PROBLEM DETAILS – Search the material for the string "below", then return every line where it is found.

RECORD EXTRACTS –

###

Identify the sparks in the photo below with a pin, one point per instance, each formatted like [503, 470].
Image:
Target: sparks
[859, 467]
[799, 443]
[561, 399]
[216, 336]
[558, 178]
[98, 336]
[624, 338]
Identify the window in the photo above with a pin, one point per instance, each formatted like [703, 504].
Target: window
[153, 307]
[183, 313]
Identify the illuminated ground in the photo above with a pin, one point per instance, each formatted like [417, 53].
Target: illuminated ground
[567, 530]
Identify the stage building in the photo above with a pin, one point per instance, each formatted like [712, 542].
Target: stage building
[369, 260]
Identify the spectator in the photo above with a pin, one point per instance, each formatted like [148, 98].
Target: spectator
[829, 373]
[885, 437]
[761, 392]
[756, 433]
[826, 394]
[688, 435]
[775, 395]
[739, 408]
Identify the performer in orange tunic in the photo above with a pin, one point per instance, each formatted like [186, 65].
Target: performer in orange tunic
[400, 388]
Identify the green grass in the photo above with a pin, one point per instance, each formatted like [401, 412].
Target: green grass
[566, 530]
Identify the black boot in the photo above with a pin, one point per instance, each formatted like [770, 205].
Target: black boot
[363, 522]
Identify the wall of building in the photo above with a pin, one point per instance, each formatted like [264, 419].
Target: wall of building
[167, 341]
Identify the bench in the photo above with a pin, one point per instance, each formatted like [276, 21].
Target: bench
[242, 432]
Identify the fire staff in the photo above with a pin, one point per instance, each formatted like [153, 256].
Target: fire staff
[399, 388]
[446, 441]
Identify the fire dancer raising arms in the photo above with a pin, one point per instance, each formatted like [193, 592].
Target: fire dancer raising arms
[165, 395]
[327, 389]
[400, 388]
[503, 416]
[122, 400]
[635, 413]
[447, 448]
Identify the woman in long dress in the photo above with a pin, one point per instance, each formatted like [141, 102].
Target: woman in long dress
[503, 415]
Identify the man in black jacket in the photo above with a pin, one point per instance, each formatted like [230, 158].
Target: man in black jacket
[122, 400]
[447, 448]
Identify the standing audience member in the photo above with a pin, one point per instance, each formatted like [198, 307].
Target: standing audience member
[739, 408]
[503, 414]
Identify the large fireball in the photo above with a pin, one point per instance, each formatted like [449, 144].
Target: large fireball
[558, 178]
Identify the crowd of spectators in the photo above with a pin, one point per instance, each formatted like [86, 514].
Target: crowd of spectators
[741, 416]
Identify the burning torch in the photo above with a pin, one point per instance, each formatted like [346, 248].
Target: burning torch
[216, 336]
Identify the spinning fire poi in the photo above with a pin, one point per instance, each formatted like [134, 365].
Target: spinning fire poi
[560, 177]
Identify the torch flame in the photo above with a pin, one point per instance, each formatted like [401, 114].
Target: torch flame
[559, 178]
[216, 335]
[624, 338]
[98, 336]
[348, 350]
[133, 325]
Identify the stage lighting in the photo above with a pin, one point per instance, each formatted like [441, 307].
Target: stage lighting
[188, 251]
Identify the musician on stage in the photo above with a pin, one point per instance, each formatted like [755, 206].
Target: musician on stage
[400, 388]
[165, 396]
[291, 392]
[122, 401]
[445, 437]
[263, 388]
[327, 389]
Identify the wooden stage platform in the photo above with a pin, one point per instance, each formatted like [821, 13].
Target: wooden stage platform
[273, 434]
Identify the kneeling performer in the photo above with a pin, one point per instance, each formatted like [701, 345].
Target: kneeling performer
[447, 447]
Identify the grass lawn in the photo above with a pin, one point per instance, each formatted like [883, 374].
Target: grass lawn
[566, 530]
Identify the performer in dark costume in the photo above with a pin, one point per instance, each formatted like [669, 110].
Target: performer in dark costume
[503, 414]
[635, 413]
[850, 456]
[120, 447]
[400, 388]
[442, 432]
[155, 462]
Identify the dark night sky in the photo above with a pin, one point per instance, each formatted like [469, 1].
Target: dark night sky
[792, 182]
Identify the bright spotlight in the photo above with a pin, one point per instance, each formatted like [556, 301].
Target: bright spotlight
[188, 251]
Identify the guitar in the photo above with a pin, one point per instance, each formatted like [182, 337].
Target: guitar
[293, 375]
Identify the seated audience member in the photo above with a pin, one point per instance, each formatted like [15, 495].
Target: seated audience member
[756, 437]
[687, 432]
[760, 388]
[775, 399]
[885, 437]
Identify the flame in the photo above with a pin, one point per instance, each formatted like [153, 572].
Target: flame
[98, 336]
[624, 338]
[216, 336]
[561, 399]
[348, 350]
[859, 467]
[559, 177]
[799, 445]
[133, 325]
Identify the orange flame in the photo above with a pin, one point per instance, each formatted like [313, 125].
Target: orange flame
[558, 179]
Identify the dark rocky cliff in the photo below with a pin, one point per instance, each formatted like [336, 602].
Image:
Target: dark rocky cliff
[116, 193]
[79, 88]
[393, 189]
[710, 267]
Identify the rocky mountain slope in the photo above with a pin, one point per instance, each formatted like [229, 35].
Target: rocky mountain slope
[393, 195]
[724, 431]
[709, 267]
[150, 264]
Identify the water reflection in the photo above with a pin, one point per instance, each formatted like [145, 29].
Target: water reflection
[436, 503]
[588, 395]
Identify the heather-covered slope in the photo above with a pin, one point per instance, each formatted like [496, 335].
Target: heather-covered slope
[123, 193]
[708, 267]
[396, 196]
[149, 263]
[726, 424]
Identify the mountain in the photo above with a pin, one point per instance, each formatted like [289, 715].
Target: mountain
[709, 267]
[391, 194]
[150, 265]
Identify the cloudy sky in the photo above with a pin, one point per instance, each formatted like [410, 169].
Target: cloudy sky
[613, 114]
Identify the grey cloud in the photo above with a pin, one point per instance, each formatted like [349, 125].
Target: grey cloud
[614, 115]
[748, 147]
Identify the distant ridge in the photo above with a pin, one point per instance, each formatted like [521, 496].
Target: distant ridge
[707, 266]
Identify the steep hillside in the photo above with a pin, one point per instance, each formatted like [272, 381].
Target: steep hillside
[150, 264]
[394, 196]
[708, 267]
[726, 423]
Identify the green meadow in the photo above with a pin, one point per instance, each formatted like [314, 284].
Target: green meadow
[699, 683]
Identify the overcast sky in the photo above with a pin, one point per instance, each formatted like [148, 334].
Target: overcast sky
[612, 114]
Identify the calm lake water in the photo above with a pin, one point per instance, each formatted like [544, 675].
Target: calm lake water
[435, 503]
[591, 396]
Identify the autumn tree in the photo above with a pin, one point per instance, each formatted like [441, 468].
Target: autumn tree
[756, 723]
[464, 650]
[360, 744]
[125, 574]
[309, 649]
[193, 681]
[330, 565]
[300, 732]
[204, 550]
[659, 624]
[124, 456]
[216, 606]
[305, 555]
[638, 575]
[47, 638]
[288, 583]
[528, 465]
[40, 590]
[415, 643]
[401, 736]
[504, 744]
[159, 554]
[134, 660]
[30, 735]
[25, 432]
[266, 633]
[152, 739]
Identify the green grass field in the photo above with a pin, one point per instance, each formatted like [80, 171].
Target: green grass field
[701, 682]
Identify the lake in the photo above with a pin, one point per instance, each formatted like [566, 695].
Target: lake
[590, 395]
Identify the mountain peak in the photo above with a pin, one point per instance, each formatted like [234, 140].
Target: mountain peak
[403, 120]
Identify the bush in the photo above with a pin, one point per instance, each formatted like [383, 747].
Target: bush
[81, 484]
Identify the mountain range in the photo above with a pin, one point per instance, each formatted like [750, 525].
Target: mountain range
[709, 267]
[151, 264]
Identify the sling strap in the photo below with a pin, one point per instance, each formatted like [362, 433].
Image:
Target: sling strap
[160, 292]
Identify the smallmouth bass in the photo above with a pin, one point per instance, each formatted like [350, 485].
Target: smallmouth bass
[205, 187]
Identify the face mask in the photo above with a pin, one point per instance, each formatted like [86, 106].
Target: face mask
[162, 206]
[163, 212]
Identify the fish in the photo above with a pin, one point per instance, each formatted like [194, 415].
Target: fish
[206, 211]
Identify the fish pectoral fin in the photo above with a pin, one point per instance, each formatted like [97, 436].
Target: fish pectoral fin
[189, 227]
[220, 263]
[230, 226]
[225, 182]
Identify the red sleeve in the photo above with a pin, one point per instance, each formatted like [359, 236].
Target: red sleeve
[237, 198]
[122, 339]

###

ANSWER BOX –
Identify the sparks in the photo below with a pin, one point per instance, each formatted like [503, 470].
Identify the dark rocky cliff in the photo below with a pin, one point per instance, each formatted like [336, 602].
Identify the sling strap in the photo below with a pin, one point per instance, each formatted like [362, 433].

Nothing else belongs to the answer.